What is required: Transcribe the portion of the passage on the Palestinian election candidates that opens with the words containing "Bassam Salhi, one" and closes with "in practical terms.".

Source passage:
-- Begin --
Dr. Barghouti's position of rejection regarding Oslo and the road map actually approaches that of the Hamas platform, and there are rumors in the territories that Hamas is secretly directing its constituents to vote for Barghouti. These rumors caused Hamas's Gaza spokesman Sami Abu-Zahri to adamantly restate the movement's position, which rejects any participation in the elections.

-- Danny Rubinstein, "Yet to be elected, but already initiating a political process," Haaretz January 5, 2005

Bassam Salhi, one of the signers of the Geneva Accord, will be the standard-bearer of the Palestinian People's Party, one of the oldest currently existing Palestinian political institutions. The PPP was an outgrowth of the Palestine Communist Party during the Mandatory era, and was one of the few Palestinian Arab factions to support partition in 1947. The PPP, and Salhi, are regarded as pro-Oslo, and Salhi has spoken in support of a campaign of nonviolent resistance against the Israeli occupation. Salhi is probably the most ideologically flexible of the candidates with respect to formulating a two-state solution, although others with a wider political base might be more conciliatory in practical terms.
[PPP website: Warning: Most pages are in Arabic and the English color seheme qualifies for "webpages that suck."]
--Jonathon Edelstein, The Head Heeb blog

[Another leftist candidate] represent[s] the Democratic Front for the Liberation of Palestine (DFLP), a hard-line Marxist-Leninist organization that holds positions more commonly associated with the nationalist left. The DFLP's candidate is Taysir Khaled, a "Tunisian" and a longtime leader of the movement. By all accounts, he lives up to the DFLP's doctrinaire reputation.
--Jonathon Edelstein, The Head Heeb
On Monday Al-Salhi attacked Barghouti, demanding that the PA Central Election Committee investigate Barghouti's funding sources. He also demanded that the campaign include televised debates "so the voter can make a rational decision."
-- End --
Collected data:
-- Begin --
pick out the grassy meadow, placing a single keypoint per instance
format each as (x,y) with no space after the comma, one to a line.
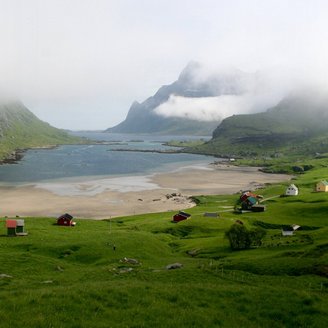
(73,277)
-- End --
Written solution:
Bassam Salhi, one of the signers of the Geneva Accord, will be the standard-bearer of the Palestinian People's Party, one of the oldest currently existing Palestinian political institutions. The PPP was an outgrowth of the Palestine Communist Party during the Mandatory era, and was one of the few Palestinian Arab factions to support partition in 1947. The PPP, and Salhi, are regarded as pro-Oslo, and Salhi has spoken in support of a campaign of nonviolent resistance against the Israeli occupation. Salhi is probably the most ideologically flexible of the candidates with respect to formulating a two-state solution, although others with a wider political base might be more conciliatory in practical terms.